Record excerpts Block Start

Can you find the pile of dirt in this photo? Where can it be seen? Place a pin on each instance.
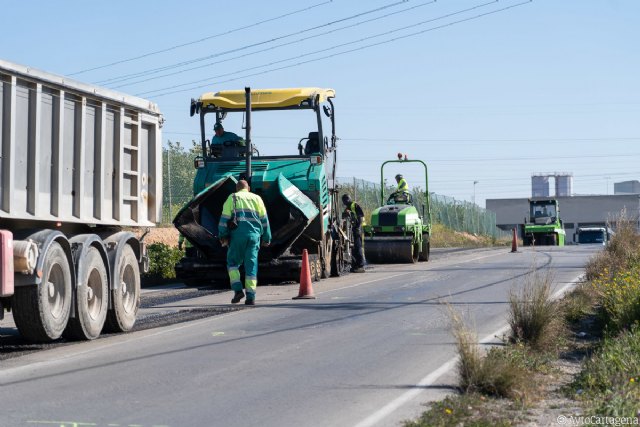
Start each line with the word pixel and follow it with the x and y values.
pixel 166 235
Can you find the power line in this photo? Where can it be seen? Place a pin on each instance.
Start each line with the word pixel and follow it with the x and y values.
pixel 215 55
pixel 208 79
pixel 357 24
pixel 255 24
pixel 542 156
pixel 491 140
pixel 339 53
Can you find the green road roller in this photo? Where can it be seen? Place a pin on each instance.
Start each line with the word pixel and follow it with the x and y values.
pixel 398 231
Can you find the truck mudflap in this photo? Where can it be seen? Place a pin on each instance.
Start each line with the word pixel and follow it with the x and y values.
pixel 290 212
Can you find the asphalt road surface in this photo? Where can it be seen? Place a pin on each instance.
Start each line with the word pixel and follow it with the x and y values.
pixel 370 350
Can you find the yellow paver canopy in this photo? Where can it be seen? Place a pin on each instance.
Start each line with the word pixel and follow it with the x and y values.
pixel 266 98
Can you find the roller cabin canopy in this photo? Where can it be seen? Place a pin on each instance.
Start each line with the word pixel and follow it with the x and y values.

Record excerpts Block End
Record excerpts Block Start

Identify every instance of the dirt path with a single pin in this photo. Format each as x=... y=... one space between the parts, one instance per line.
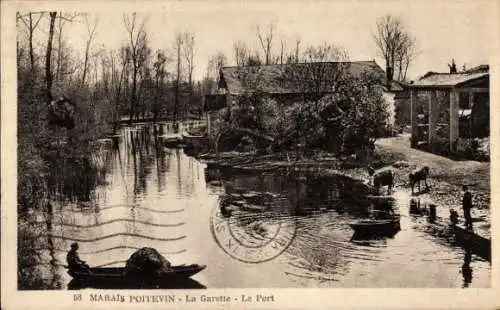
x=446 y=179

Record excerpts Block End
Record excerpts Block Start

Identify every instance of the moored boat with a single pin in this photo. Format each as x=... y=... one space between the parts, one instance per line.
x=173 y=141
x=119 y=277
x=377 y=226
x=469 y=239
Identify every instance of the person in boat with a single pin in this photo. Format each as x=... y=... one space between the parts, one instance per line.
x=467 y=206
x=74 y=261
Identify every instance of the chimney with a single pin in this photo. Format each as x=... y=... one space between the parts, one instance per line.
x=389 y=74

Record excerpts Block End

Where in the records does the string "canopy" appear? Copy every line that has it.

--- Reply to the exercise ---
Can you find the yellow paver canopy in this photo? Where can it be seen? Place a pin on each instance.
Can you find the roller cabin canopy in this photo? Where can it be seen? Place a pin on each instance.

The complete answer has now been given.